**Prompt**
Output all of the data verbatim.

**Dataset records**
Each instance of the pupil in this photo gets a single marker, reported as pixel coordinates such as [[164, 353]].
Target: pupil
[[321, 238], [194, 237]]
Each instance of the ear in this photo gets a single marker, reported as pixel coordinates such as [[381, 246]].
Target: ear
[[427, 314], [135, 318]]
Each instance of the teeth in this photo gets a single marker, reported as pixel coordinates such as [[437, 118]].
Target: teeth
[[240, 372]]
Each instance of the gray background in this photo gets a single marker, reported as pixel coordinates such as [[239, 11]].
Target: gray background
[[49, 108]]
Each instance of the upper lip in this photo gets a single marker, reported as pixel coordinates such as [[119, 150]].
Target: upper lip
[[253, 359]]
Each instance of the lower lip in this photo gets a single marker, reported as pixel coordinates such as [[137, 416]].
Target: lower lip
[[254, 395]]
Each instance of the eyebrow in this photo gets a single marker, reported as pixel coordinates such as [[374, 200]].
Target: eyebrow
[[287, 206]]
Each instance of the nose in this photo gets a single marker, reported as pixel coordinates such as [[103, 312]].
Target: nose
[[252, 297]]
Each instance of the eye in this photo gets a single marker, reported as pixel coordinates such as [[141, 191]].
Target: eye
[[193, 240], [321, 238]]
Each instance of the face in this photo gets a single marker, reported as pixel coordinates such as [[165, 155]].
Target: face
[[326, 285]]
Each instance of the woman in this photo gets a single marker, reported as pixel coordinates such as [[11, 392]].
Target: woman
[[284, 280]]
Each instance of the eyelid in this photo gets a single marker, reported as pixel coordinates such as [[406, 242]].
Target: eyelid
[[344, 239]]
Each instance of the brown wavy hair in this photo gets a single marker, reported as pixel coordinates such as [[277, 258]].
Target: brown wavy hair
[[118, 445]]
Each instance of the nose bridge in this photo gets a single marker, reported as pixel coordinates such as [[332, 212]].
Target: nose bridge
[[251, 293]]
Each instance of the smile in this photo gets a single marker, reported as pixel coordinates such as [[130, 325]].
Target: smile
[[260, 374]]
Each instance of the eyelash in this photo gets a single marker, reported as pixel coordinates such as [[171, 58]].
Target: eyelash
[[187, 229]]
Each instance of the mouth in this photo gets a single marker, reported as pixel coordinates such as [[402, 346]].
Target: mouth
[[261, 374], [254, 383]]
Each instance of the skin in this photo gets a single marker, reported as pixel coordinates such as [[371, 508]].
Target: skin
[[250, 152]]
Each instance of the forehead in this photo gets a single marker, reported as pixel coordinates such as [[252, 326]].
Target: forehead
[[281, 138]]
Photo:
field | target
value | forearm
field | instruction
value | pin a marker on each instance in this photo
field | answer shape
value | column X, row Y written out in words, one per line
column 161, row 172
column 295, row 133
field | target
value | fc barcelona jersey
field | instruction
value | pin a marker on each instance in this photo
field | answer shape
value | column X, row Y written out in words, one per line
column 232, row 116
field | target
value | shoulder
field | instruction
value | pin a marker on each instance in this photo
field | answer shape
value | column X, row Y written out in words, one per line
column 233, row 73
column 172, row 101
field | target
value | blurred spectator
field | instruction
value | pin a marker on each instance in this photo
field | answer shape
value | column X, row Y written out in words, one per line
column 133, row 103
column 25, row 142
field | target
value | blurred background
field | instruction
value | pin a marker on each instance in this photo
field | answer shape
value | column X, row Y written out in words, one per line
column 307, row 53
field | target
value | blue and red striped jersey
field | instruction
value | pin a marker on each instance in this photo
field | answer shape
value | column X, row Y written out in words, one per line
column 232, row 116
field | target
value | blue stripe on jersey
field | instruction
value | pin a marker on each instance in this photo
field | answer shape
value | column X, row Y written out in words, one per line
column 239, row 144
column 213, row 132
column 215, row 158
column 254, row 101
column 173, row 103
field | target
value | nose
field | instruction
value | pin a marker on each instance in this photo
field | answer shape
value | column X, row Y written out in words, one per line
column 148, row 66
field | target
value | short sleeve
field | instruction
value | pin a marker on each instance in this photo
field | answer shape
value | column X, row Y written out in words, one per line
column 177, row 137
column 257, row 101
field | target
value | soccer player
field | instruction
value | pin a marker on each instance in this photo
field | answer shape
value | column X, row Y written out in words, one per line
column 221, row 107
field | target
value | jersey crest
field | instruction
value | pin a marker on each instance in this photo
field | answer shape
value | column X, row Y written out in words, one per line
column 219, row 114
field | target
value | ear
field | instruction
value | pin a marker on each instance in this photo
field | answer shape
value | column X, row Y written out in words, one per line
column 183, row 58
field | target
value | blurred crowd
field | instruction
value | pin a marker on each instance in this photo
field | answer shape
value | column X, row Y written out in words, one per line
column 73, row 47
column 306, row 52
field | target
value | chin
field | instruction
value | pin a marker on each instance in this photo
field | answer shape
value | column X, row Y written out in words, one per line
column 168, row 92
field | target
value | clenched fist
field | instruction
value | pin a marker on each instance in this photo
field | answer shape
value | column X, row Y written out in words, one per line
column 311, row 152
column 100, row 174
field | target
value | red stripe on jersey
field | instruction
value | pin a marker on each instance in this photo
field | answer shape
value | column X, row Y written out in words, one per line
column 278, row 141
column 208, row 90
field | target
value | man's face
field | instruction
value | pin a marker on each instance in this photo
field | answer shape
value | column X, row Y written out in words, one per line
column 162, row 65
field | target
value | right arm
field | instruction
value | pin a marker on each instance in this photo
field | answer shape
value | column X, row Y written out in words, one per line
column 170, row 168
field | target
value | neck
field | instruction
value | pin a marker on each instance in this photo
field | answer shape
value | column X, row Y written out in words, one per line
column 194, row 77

**Expected answer**
Each instance of the pupil in this photo gets a single marker, reported as pixel coordinates such as [[164, 353]].
Target: pupil
[[321, 238], [194, 237]]
Each instance of the ear in this photo gets a single marker, reported as pixel coordinates such as [[381, 246]].
Target: ear
[[427, 314], [135, 318]]
Each instance of the teeth in this photo gets a single marker, reported as pixel coordinates such as [[437, 118]].
Target: teeth
[[240, 372]]
Each instance of the gray background in this photo gets a single marker, reported as pixel coordinates such as [[239, 11]].
Target: gray background
[[49, 108]]
Each instance of the upper lip in this photo gets a single marker, reported as pixel coordinates such as [[119, 150]].
Target: upper lip
[[253, 359]]
Each instance of the lower lip in this photo gets a single marker, reported as pixel coordinates such as [[137, 416]].
Target: lower lip
[[254, 395]]
Each instance of the eyebrow in this photo gets a single marker, reported as pixel coordinates such as [[374, 200]].
Target: eyebrow
[[287, 206]]
Each instance of the nose in this photo gets a single marker, reported as pixel coordinates such as [[103, 312]].
Target: nose
[[252, 297]]
Each instance of the eye in this photo gets a single marker, reported as pixel coordinates such as [[141, 191]].
Target: eye
[[193, 240], [321, 238]]
Each instance of the face in this photo gets a single marker, reported as pixel coordinates such as [[165, 155]].
Target: face
[[326, 285]]
Each instance of the woman in this photo gets a single marker, reported as pixel coordinates such as [[11, 392]].
Target: woman
[[284, 280]]
Each instance of the eyelid in this photo gets a single marker, reported as pixel coordinates such as [[406, 242]].
Target: eyelid
[[344, 239]]
Each instance of the brown wavy hair in this photo gets a single marker, reported as pixel coordinates such as [[277, 258]].
Target: brown wavy hair
[[118, 445]]
Each instance of the nose bridge in this photo gets a single marker, reported as pixel coordinates such as [[332, 212]].
Target: nose bridge
[[251, 293]]
Each instance of the smile in this photo gets a single marker, reported as pixel coordinates such as [[130, 325]].
Target: smile
[[260, 374]]
Each instance of the eyelash in this photo gets a single marker, reported as pixel coordinates such as [[171, 58]].
Target: eyelash
[[187, 229]]
Each instance of the mouth in this photo gets a single marker, reported as pixel coordinates such as [[402, 346]].
Target: mouth
[[261, 374], [254, 383]]
Each instance of the skin in this photo gets a single marker, reported as pixel coordinates such as [[371, 508]].
Target: skin
[[250, 152]]
Each instance of the forehead in this photo gets a single marker, reported as pixel coordinates such as [[252, 326]].
Target: forehead
[[281, 138]]
Photo:
field | target
value | forearm
field | instruction
value | pin a marker on each instance in this photo
field | answer shape
value | column X, row Y written out in words, one per line
column 161, row 172
column 295, row 133
field | target
value | fc barcelona jersey
field | instruction
value | pin a marker on each instance in this photo
field | answer shape
value | column X, row Y written out in words, one per line
column 232, row 116
field | target
value | shoulder
field | instruction
value | pin a marker on each instance in this photo
field | answer shape
value | column X, row Y written out in words, one per line
column 233, row 73
column 172, row 101
field | target
value | blurred spectator
field | instruction
value | pin a marker on each instance in this photo
field | answer shape
value | column X, row Y written out in words, one per line
column 133, row 103
column 25, row 142
field | target
value | blurred background
field | instruction
value | pin a marker on each instance in this photo
field | answer shape
value | column X, row Y written out in words, one per line
column 307, row 53
field | target
value | blue and red striped jersey
field | instruction
value | pin a marker on each instance in this photo
field | answer shape
value | column X, row Y written out in words, one per line
column 232, row 116
field | target
value | blue stripe on jersey
field | instruction
value | pin a marker on each instance in this photo
field | answer shape
value | column X, row Y written out in words, one per line
column 239, row 144
column 213, row 132
column 215, row 158
column 254, row 101
column 173, row 103
field | target
value | nose
field | instruction
value | pin a marker on each instance in this photo
field | answer shape
value | column X, row Y written out in words, one per line
column 148, row 66
field | target
value | short sleeve
field | instruction
value | pin a marker on each instance in this photo
field | answer shape
value | column X, row Y written out in words, one per line
column 177, row 137
column 257, row 101
field | target
value | soccer player
field | instruction
value | pin a marker on each instance in this photo
field | answer shape
value | column X, row Y written out in words, one per line
column 221, row 107
field | target
value | jersey crest
field | instruction
value | pin a marker on each instance in this photo
field | answer shape
value | column X, row Y written out in words, one per line
column 219, row 114
field | target
value | ear
field | instruction
value | pin a marker on each instance in this photo
field | answer shape
value | column X, row Y written out in words, one per line
column 183, row 58
field | target
value | blurred crowd
field | instruction
value | pin a marker on each instance in this photo
field | answer shape
value | column X, row Y written out in words, one per line
column 73, row 47
column 306, row 52
field | target
value | chin
field | instruction
value | pin a marker on each instance in this photo
field | answer shape
value | column X, row Y written out in words, one per line
column 168, row 92
field | target
value | clenched fist
field | instruction
value | pin a marker on each instance in this photo
field | answer shape
value | column X, row Y written out in words, one per line
column 311, row 152
column 100, row 174
field | target
value | red stripe on jersey
field | instruction
value | pin a marker on each instance in this photo
field | answer shape
value | column X, row Y written out in words, one per line
column 278, row 141
column 208, row 90
field | target
value | man's face
field | instruction
value | pin a marker on each instance in this photo
field | answer shape
value | column X, row Y written out in words, one per line
column 162, row 65
field | target
value | right arm
field | instruction
value | pin a marker on each instance in this photo
field | answer shape
value | column X, row Y written out in words, one per line
column 170, row 168
field | target
value | neck
field | instruction
value | pin a marker on each instance in this photo
field | answer shape
value | column X, row Y written out in words, one per line
column 194, row 77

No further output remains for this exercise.